[Records from a data source]
|---|
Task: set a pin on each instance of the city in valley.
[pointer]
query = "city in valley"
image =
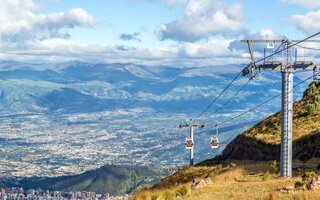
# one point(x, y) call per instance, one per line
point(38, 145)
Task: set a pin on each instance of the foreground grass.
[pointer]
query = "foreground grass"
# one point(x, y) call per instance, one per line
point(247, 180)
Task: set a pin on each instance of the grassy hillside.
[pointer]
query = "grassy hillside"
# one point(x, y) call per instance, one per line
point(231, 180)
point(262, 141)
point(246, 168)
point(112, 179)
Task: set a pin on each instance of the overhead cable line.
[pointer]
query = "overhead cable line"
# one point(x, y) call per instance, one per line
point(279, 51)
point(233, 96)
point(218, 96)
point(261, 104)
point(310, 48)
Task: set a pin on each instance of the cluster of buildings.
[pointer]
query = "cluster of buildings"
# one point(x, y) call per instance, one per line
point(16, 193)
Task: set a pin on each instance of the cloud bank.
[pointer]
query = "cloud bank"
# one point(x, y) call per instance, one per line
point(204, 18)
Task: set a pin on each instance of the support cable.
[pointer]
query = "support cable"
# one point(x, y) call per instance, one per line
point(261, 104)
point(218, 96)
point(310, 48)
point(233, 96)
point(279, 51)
|---|
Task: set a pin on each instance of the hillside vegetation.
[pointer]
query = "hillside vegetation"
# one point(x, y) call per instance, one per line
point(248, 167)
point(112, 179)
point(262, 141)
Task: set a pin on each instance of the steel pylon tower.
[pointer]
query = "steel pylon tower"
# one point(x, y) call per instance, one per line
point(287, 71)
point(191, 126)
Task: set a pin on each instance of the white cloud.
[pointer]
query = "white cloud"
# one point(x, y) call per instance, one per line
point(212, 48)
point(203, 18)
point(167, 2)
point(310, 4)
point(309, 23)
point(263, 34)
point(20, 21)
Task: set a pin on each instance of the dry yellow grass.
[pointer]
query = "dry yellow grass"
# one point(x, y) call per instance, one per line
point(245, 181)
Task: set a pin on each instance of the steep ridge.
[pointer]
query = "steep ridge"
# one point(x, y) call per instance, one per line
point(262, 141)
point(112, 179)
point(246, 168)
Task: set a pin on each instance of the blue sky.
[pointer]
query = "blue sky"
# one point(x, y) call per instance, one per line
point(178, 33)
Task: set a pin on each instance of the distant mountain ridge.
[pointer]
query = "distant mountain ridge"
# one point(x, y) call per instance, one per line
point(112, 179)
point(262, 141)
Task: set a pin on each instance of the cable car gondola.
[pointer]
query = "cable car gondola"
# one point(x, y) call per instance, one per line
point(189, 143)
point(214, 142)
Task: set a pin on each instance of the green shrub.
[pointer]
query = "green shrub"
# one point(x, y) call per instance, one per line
|---|
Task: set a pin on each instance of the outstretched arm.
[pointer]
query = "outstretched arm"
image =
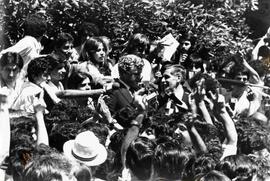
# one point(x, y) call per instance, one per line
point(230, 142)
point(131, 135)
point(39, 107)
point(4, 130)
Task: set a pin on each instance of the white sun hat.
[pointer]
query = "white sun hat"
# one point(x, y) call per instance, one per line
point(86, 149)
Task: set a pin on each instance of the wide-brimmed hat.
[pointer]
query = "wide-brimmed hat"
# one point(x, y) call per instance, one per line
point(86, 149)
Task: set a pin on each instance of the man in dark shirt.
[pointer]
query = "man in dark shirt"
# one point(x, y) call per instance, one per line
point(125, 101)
|---|
(PROMPT) Where the string "pylon" occurs in a line above, count that line, and report solely the final figure.

(RESPONSE AREA) 2